Return nothing but the lines from the line containing "If you could point to the blue" through the last line of the records, reproduced exactly.
--- begin Source material ---
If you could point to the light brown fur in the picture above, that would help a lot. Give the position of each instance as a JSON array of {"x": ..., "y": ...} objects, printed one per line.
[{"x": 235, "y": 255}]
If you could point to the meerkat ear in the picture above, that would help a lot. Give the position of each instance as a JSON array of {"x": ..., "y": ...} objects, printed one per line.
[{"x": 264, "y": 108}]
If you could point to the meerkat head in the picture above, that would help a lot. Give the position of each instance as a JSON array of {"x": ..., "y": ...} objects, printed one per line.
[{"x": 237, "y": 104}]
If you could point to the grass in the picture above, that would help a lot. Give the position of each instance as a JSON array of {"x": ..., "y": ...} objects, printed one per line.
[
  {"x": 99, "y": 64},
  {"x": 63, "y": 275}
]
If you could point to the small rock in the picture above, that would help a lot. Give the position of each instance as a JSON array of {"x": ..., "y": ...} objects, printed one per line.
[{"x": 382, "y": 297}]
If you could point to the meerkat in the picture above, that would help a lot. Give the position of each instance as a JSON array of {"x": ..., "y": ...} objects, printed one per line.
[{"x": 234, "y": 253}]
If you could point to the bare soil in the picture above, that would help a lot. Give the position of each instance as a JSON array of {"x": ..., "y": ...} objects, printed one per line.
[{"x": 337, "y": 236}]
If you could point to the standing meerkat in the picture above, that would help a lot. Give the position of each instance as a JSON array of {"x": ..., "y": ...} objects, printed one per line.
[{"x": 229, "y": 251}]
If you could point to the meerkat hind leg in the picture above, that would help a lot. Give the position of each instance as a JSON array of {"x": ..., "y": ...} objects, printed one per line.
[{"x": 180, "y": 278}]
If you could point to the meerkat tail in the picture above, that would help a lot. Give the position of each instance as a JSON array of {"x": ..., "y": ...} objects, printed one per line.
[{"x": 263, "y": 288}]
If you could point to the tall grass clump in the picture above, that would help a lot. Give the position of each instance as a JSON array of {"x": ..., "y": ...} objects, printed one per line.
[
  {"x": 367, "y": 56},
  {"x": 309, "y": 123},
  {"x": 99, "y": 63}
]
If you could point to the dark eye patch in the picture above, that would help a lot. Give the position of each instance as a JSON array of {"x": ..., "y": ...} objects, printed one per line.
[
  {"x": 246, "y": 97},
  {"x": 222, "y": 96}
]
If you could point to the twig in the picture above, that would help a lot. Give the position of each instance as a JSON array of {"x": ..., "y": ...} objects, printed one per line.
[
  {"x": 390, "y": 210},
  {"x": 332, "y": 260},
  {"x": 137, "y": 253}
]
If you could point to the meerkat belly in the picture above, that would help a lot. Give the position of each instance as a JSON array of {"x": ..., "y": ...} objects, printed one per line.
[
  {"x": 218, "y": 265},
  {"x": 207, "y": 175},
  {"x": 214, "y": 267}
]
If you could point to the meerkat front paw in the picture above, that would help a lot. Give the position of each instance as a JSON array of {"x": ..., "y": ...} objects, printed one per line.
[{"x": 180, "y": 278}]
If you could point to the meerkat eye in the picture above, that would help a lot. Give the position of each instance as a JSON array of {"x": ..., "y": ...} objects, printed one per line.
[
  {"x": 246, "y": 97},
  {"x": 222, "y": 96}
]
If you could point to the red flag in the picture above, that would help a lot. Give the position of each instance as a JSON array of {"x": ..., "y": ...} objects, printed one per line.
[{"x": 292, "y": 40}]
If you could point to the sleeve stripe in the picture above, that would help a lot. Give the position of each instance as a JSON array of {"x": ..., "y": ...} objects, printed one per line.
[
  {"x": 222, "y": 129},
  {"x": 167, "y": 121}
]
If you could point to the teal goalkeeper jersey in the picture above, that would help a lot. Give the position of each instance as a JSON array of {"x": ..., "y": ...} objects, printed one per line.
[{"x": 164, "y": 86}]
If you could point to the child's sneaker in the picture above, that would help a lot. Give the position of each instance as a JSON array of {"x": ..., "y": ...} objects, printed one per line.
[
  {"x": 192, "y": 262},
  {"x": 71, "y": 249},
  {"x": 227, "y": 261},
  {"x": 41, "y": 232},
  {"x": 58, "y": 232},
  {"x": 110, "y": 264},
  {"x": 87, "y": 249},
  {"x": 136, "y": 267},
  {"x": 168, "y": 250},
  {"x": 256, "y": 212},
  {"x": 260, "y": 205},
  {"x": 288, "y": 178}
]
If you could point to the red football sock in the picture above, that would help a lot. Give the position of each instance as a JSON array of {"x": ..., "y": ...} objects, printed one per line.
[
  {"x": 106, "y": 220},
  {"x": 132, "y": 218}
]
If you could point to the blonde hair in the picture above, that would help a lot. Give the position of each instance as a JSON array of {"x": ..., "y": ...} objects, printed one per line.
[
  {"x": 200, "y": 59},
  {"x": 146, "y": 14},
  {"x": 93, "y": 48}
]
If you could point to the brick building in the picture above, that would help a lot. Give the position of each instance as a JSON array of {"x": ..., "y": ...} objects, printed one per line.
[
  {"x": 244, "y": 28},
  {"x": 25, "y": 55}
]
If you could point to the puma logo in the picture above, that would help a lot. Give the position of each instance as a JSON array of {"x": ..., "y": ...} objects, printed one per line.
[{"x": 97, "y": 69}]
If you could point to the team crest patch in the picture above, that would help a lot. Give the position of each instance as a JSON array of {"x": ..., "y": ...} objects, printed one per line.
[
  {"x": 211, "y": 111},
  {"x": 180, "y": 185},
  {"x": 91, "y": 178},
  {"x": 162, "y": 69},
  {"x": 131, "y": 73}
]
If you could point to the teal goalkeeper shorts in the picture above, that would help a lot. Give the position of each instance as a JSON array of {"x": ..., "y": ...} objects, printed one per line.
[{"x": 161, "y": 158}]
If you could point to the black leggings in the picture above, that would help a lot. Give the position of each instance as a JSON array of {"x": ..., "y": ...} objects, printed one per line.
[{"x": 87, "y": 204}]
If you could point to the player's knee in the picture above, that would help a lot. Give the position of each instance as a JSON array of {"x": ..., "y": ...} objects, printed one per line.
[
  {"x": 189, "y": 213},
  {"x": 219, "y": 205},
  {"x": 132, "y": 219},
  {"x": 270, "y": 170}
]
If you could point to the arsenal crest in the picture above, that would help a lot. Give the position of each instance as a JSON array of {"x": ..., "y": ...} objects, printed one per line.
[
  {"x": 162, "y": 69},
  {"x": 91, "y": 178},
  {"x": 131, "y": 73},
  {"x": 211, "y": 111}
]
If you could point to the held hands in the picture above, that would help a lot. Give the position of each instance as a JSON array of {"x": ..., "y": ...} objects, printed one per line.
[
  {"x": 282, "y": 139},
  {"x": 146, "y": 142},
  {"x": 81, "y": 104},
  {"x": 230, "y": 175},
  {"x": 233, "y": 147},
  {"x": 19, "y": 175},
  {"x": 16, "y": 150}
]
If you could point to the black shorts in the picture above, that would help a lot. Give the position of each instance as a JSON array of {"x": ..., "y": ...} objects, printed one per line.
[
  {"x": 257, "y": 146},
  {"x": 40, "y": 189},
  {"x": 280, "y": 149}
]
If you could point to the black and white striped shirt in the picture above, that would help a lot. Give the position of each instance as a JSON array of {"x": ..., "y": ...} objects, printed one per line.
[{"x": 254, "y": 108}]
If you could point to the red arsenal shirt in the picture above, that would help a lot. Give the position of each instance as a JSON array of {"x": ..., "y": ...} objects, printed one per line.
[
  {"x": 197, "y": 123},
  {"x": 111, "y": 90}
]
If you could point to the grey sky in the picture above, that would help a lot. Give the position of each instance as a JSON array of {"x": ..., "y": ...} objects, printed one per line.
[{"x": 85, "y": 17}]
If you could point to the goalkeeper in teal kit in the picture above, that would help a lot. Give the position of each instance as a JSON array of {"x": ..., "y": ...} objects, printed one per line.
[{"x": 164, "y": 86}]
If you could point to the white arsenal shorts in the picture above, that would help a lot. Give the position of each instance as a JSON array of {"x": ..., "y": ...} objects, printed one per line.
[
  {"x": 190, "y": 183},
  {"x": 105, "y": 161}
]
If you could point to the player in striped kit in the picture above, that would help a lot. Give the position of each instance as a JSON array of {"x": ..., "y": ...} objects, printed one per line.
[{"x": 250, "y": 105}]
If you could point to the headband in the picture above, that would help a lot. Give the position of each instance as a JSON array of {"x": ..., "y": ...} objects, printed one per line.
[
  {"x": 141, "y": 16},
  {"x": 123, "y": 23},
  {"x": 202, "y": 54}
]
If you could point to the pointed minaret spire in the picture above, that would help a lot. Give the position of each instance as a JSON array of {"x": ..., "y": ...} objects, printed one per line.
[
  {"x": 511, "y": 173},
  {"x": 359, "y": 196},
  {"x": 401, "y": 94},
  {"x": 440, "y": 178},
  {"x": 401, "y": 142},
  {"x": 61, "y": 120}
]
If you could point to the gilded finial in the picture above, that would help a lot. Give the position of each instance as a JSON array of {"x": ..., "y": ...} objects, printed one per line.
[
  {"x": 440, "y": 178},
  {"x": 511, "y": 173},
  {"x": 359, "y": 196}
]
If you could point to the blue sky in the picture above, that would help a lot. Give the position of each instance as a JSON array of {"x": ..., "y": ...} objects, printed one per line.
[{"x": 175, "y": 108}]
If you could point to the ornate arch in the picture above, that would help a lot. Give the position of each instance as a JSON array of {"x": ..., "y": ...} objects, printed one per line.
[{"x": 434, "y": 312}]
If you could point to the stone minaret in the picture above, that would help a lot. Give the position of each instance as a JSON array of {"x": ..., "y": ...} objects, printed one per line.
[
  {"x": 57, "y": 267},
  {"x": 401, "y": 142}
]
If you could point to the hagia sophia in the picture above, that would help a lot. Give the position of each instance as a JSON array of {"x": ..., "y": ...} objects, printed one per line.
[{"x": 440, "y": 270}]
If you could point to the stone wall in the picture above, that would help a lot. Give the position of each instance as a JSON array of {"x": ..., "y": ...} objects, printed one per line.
--- end Source material ---
**Response to the exercise:**
If you could point to the blue sky in the picture above, that would help a lot. Give the position of each instance as a JSON array of {"x": ..., "y": ...} objects, printed one per line.
[{"x": 175, "y": 108}]
If you could point to the ornate arch in the picture above, that would help a lot. Give the position of each instance as a JSON array of {"x": ..., "y": ...} objects, printed one per line.
[{"x": 434, "y": 312}]
If you could point to the stone minaret in the picture above, that would help a lot. Give the position of each instance as a JSON array of {"x": ..., "y": ...} objects, printed one per line.
[
  {"x": 57, "y": 267},
  {"x": 401, "y": 142}
]
If you could point to the hagia sophia in the picture above, that would help a lot. Give the position of each instance as a JSON array of {"x": ..., "y": ...} objects, printed one per line.
[{"x": 440, "y": 270}]
If you could point to the stone wall in the picture above, that would help a lot. Give the position of each instance as a JSON array of {"x": ..., "y": ...} objects, printed one per line.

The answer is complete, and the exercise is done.